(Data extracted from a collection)
>>

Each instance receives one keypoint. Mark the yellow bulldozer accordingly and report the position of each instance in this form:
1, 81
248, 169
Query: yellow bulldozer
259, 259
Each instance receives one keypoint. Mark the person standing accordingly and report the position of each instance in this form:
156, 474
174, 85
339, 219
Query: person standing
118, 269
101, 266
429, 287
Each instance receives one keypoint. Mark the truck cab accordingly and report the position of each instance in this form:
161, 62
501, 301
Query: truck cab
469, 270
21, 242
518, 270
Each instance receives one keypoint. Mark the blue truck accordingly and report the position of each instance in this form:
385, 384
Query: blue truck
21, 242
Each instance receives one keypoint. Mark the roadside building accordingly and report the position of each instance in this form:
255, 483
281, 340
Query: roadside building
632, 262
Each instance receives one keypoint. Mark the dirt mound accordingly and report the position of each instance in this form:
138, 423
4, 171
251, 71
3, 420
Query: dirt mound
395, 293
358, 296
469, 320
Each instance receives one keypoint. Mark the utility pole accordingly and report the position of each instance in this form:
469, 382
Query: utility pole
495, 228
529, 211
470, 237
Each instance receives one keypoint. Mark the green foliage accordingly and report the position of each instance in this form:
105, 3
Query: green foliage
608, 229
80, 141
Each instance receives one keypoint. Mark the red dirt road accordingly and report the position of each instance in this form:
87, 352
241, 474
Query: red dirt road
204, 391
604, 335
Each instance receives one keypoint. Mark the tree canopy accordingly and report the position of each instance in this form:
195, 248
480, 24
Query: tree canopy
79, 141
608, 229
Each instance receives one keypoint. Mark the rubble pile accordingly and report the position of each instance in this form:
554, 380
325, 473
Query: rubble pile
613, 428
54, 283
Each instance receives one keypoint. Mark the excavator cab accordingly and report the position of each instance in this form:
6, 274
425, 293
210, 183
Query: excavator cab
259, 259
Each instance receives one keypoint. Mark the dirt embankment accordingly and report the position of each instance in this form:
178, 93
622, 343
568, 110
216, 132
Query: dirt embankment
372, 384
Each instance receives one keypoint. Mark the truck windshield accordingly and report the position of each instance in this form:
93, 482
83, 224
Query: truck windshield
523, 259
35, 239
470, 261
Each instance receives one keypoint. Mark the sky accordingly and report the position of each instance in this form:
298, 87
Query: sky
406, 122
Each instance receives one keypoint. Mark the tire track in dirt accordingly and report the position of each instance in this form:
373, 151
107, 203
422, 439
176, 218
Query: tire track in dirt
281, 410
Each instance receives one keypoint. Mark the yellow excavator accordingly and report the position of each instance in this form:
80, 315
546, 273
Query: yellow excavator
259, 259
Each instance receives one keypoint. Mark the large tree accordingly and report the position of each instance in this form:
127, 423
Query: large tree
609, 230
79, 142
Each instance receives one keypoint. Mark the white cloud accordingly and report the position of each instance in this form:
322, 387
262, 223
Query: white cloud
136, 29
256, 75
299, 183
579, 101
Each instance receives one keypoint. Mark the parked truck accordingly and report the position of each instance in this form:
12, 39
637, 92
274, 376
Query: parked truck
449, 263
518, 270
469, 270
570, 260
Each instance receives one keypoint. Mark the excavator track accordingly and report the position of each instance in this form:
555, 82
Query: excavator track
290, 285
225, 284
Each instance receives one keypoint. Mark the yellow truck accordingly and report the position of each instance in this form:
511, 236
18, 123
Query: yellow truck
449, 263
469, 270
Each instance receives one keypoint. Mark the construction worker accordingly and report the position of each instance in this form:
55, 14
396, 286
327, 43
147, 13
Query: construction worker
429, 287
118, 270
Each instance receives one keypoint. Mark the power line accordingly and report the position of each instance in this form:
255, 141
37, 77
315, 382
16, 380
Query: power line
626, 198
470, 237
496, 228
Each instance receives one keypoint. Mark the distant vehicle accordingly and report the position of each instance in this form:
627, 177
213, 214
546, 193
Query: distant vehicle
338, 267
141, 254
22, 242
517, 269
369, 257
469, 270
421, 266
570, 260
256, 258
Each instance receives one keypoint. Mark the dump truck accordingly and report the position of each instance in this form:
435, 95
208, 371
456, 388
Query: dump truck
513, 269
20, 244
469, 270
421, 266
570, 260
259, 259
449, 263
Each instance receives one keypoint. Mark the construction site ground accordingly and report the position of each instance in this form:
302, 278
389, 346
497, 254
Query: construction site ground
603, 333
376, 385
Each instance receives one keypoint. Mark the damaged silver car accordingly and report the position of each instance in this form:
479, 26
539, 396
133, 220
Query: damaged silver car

<<

Exercise:
Every line of the material must be returned exactly as it appears.

Answer to the task:
Each instance receives one keypoint. Mark the yellow bulldozer accordingly and report the position of each instance in this form:
1, 81
248, 169
Query: yellow bulldozer
259, 259
Each instance receives one keypoint. Mark the person standing accordingly and report the position of each instance in this form:
156, 474
174, 85
339, 219
Query: person standing
118, 269
101, 266
429, 287
Each instance receives one keypoint. Mark the truck cab accordingly and report the position of each instance in this form:
161, 62
501, 301
Query: truck cab
469, 270
21, 242
518, 270
Each instance receives one keypoint. Mark the blue truck accordingly and report the position of each instance in this form:
385, 384
Query: blue truck
21, 242
Each instance receives one keypoint. Mark the roadside building accordingly and report the position of each instance in this form:
255, 483
281, 340
Query: roadside building
632, 262
Each instance receives one keypoint. Mark the dirt mound accordingly and report the position of each instance in this form:
138, 423
4, 171
251, 71
3, 420
Query: dirt mound
395, 293
358, 296
469, 320
Each instance receives one keypoint. Mark the utility pole accordingly and report the position of each instance in this form:
469, 382
Query: utility pole
495, 228
529, 211
470, 237
Each instance receives one keypoint. Mark the green foliage accordingly and report the position of each instance in this form:
105, 3
Query: green foliage
608, 229
80, 141
Each instance receives one keypoint. Mark the red dirt road accordingly and report the position of each instance in this form:
87, 352
241, 474
Query: red dirt road
204, 391
604, 335
Each instance receives one keypoint. Mark the tree canopy accordingly and report the position of each instance in this form:
195, 248
480, 24
Query: tree canopy
79, 141
608, 229
Each instance receives one keypoint. Mark the rubble pile accordingly and report the position of each instance in this form:
554, 380
325, 473
Query: rubble pile
613, 428
54, 283
Each instance receives one keypoint. Mark the excavator cab accordingly and report the position of each instance in this form:
6, 274
425, 293
210, 183
Query: excavator cab
259, 259
Each instance receives one keypoint. Mark the dirt embankment accordingly and report the position of each instance in this form:
178, 93
622, 343
568, 110
216, 132
Query: dirt embankment
372, 384
Each instance receives one keypoint. Mark the truck windshield accordingly and report the position of each instance in this form:
93, 482
83, 224
Query: truck windshield
523, 259
35, 239
470, 261
Each instance receives one keypoint. Mark the sky accordingly and report the position of each instance in this form:
298, 87
Query: sky
406, 122
Each instance receives one keypoint. Mark the tire track in dirt accordingly and report the position of each instance in this form:
373, 151
107, 203
422, 439
176, 218
Query: tire track in dirt
281, 410
Each instance receives one keypoint. Mark the yellow excavator accordingly and report the position of each instance in this form:
80, 315
546, 273
Query: yellow excavator
259, 259
Each instance receives one keypoint. Mark the large tree accordingly and report the position of each instance in this form:
127, 423
Query: large tree
609, 230
79, 142
Each instance receives one keypoint. Mark the white cloud accordingly and report the position of each instance in this form:
322, 387
262, 223
Query: white cloud
136, 29
256, 75
299, 183
579, 101
Each instance receives one keypoint. Mark the parked truck accordingly and report the position of each instance in this form:
12, 39
637, 92
274, 376
Query: parked truck
449, 263
518, 270
469, 270
570, 260
Each instance receives one keypoint. Mark the excavator track accordingly and report the position of each instance in this form:
555, 82
Query: excavator track
290, 285
225, 284
Each instance receives one keypoint. Mark the yellow truck accordingly and report the position of each instance in this form:
511, 236
18, 123
Query: yellow truck
449, 263
469, 270
Each instance receives one keypoint. Mark the construction worker accordingly and report the position of each instance in this form:
55, 14
396, 286
327, 43
147, 13
Query: construction worker
429, 287
118, 270
Each instance receives one keypoint. Mark the power line accordingly and report the position of each instance in this form:
255, 141
37, 77
315, 382
16, 380
Query: power line
626, 198
470, 237
496, 228
Each instance receives one keypoint. Mark the distant vehicle accordingly and report the position of each instance in this form:
627, 177
213, 214
546, 193
Query: distant vehicle
338, 267
141, 254
22, 242
517, 269
369, 257
469, 270
421, 266
570, 260
256, 258
Each instance receives one keypoint. Mark the dump truck accordingly and report the position of each instance in this form:
435, 95
208, 371
456, 388
Query: dump truck
513, 269
20, 244
469, 270
421, 266
570, 260
259, 259
449, 263
Each instance receives one keypoint. Mark the construction site ground accordingly and report the position of each instance in this form:
302, 278
389, 346
497, 254
Query: construction site ground
603, 333
376, 385
Each instance receives one keypoint. Mark the damaged silver car accordingly and report the position of each instance in this form:
479, 26
539, 396
133, 220
Query: damaged silver car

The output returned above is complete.